● Data section:
◇ ◇ ◇

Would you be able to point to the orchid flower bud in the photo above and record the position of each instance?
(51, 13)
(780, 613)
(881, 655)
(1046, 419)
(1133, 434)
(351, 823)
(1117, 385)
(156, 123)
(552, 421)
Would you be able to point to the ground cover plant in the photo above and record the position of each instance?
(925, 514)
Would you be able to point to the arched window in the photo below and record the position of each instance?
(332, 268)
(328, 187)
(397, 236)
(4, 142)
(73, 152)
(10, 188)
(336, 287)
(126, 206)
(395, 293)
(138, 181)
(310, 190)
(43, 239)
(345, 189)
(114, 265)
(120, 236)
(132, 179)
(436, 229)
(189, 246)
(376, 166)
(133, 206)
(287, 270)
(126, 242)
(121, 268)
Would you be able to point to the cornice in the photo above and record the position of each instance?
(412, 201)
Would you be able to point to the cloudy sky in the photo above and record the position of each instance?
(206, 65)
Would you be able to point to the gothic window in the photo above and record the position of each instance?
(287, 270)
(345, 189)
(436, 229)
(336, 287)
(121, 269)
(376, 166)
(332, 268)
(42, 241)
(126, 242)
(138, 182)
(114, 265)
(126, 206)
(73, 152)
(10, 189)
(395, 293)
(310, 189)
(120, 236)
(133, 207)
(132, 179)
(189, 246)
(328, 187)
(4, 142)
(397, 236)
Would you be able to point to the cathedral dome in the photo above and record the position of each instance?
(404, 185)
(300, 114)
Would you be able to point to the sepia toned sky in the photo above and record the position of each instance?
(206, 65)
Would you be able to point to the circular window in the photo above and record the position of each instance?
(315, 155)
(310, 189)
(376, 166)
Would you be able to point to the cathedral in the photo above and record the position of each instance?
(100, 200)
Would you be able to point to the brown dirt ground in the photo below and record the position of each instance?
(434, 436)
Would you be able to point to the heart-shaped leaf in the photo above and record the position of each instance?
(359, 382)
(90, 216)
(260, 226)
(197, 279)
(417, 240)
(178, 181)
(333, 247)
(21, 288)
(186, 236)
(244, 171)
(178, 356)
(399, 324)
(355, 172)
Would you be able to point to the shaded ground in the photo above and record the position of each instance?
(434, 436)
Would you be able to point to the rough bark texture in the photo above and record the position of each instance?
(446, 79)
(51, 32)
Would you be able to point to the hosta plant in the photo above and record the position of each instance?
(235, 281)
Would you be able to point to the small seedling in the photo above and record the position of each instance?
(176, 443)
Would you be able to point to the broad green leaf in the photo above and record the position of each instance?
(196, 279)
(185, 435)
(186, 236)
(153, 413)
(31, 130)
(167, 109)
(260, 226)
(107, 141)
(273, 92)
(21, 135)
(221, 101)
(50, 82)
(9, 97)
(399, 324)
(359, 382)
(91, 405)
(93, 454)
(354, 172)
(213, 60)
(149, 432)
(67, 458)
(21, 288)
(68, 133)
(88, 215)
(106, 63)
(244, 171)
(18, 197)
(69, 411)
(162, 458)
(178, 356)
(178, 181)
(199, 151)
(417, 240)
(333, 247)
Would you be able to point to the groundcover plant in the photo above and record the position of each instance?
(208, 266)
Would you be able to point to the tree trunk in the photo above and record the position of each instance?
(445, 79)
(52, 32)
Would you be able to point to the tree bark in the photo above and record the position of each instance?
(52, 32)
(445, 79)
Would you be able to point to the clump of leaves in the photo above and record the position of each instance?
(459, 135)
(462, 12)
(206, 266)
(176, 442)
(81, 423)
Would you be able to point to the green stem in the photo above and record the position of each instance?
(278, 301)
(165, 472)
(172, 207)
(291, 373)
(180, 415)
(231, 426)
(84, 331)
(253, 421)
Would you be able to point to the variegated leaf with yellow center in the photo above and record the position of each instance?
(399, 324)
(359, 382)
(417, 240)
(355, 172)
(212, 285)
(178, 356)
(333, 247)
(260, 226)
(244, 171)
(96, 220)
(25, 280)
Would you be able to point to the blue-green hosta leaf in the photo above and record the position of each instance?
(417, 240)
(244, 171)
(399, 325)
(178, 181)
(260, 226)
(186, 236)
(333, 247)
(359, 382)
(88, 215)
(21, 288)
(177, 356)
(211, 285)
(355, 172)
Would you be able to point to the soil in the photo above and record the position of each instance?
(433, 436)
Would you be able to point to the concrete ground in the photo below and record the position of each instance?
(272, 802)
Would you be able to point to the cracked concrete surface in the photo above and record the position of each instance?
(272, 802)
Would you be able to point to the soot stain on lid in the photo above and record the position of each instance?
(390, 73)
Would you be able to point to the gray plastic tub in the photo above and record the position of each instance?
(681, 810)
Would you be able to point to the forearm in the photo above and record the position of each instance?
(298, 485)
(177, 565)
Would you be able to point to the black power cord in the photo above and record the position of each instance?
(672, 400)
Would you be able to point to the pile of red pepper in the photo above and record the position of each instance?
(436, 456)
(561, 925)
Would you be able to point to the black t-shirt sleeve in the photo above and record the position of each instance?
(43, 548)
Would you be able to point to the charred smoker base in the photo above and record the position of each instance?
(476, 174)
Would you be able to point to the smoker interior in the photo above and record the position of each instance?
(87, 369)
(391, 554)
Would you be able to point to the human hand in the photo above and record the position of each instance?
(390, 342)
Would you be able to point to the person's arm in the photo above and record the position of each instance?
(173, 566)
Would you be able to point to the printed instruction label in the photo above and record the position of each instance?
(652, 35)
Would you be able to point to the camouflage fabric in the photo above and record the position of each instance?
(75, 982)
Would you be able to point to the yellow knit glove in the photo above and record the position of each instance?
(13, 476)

◇ ◇ ◇

● Problem to solve: Give back each line above exactly as written.

● Result of this task:
Would you be able to point to the orchid flower bud in the photo above and record the position of each instance?
(51, 13)
(780, 613)
(881, 655)
(1046, 419)
(1133, 434)
(351, 823)
(1117, 385)
(156, 123)
(552, 421)
Would you be able to point to the ground cover plant in the photo above and record the position of each instance?
(925, 514)
Would you be able to point to the arched window in the photo below and record the position of each instance?
(332, 268)
(328, 187)
(397, 236)
(4, 142)
(73, 152)
(10, 188)
(336, 287)
(126, 206)
(395, 293)
(138, 181)
(310, 190)
(43, 239)
(345, 189)
(114, 265)
(120, 236)
(132, 179)
(436, 229)
(189, 246)
(376, 166)
(133, 206)
(287, 270)
(126, 242)
(121, 268)
Would you be able to point to the cornice in the photo above and record the position of each instance?
(412, 201)
Would you be able to point to the cloudy sky in the photo above and record the position of each instance?
(206, 65)
Would you be able to point to the gothic window in the photo above and record the position of each instance?
(287, 270)
(345, 189)
(436, 229)
(336, 287)
(121, 269)
(376, 166)
(332, 268)
(42, 241)
(126, 242)
(138, 182)
(114, 265)
(126, 206)
(73, 152)
(10, 189)
(395, 293)
(310, 189)
(120, 236)
(133, 207)
(132, 179)
(189, 246)
(328, 187)
(4, 142)
(397, 236)
Would you be able to point to the cathedral dome in the photo above and record the position of each instance?
(404, 185)
(300, 114)
Would you be able to point to the sepia toned sky in the photo above and record the position of each instance?
(206, 65)
Would you be able to point to the circular window in the photo above and record the position of each instance?
(315, 155)
(310, 189)
(376, 166)
Would you be able to point to the cathedral in the photo above and record the position of each instance?
(100, 200)
Would you be able to point to the brown dirt ground in the photo below and record the position of each instance?
(434, 436)
Would you be able to point to the heart-shaped leaf in the photo above and record the position of each instance?
(359, 382)
(90, 216)
(260, 226)
(197, 279)
(417, 240)
(178, 181)
(333, 247)
(21, 288)
(186, 236)
(244, 171)
(178, 356)
(399, 324)
(355, 172)
Would you be able to point to the shaded ground in the photo above and record the position of each instance?
(434, 436)
Would you be able to point to the rough bark texture in the photo above and record the position of each instance?
(446, 79)
(51, 32)
Would you be able to point to the hosta plant in the photo above and record the position of each instance?
(235, 281)
Would you be able to point to the small seedling in the photo above and record the position of each instance?
(176, 443)
Would you be able to point to the broad green leaf in the photo above and record the position of each instance?
(196, 279)
(185, 435)
(186, 236)
(153, 413)
(31, 130)
(167, 109)
(260, 226)
(107, 141)
(273, 92)
(21, 135)
(221, 101)
(50, 82)
(9, 97)
(399, 324)
(359, 382)
(91, 405)
(93, 454)
(354, 172)
(213, 60)
(149, 432)
(67, 458)
(21, 288)
(68, 133)
(88, 215)
(106, 63)
(244, 171)
(18, 197)
(69, 411)
(162, 458)
(178, 356)
(178, 181)
(199, 151)
(417, 240)
(333, 247)
Would you be able to point to the groundcover plant in the photo above and record the position of each instance?
(208, 266)
Would you be able to point to the tree trunk in the photo above and record the position of each instance?
(445, 79)
(52, 32)
Would you be able to point to the tree bark in the photo above and record the position of each instance?
(52, 32)
(445, 79)
Would you be able to point to the clump of leaves in the photo above and record the position of each instance?
(459, 135)
(462, 12)
(206, 266)
(176, 442)
(81, 423)
Would you be able to point to the green stem in the photo above and record the position of each instance?
(278, 301)
(165, 472)
(172, 207)
(291, 373)
(180, 415)
(231, 426)
(84, 331)
(253, 421)
Would you be able to point to the variegated leaf with yellow center in the photo above and record the position of each instance?
(399, 324)
(359, 382)
(417, 240)
(355, 172)
(212, 285)
(178, 356)
(333, 247)
(260, 226)
(244, 171)
(96, 220)
(25, 280)
Would you be able to point to the blue-green hosta leaf in the photo above and record the position of each instance?
(417, 240)
(244, 171)
(399, 325)
(178, 181)
(260, 226)
(186, 236)
(333, 247)
(359, 382)
(88, 215)
(21, 288)
(177, 356)
(211, 285)
(355, 172)
Would you be able to point to the soil in the photo above and record the position of each instance?
(433, 436)
Would you be able to point to the concrete ground in the photo below and record the position of each instance?
(272, 802)
Would you be able to point to the cracked concrete surface in the photo above and record the position of each instance?
(272, 802)
Would you be able to point to the soot stain on lid in the photo above and record the position of each instance?
(390, 73)
Would you be able to point to the gray plastic tub in the photo above and record the position of each instance?
(681, 810)
Would you be able to point to the forearm in the photo above and record the position of each instance?
(298, 485)
(177, 565)
Would you be able to point to the black power cord in the photo above and record the position of each instance?
(672, 400)
Would you be able to point to the pile of red pepper in the photo above and record the position of each instance?
(436, 456)
(561, 925)
Would you be able to point to the black t-shirt sleeve in the photo above and record the position of each instance?
(43, 548)
Would you be able to point to the charred smoker base in the photo above and record the position of each instance?
(476, 174)
Would you be able to point to the smoker interior in the photo above and record the position of each instance?
(87, 369)
(391, 554)
Would you be able to point to the human hand in the photo above and record the position of each instance?
(390, 342)
Would you be able to point to the person's arm in the photo above and record the position of each instance?
(173, 566)
Would you be able to point to the printed instruction label in the photo above and record the position of each instance?
(652, 35)
Would you be able to point to the camouflage fabric in the photo above and record the position of each instance?
(75, 982)
Would you be able to point to the yellow knit glove in the photo above and record the position of each instance?
(13, 476)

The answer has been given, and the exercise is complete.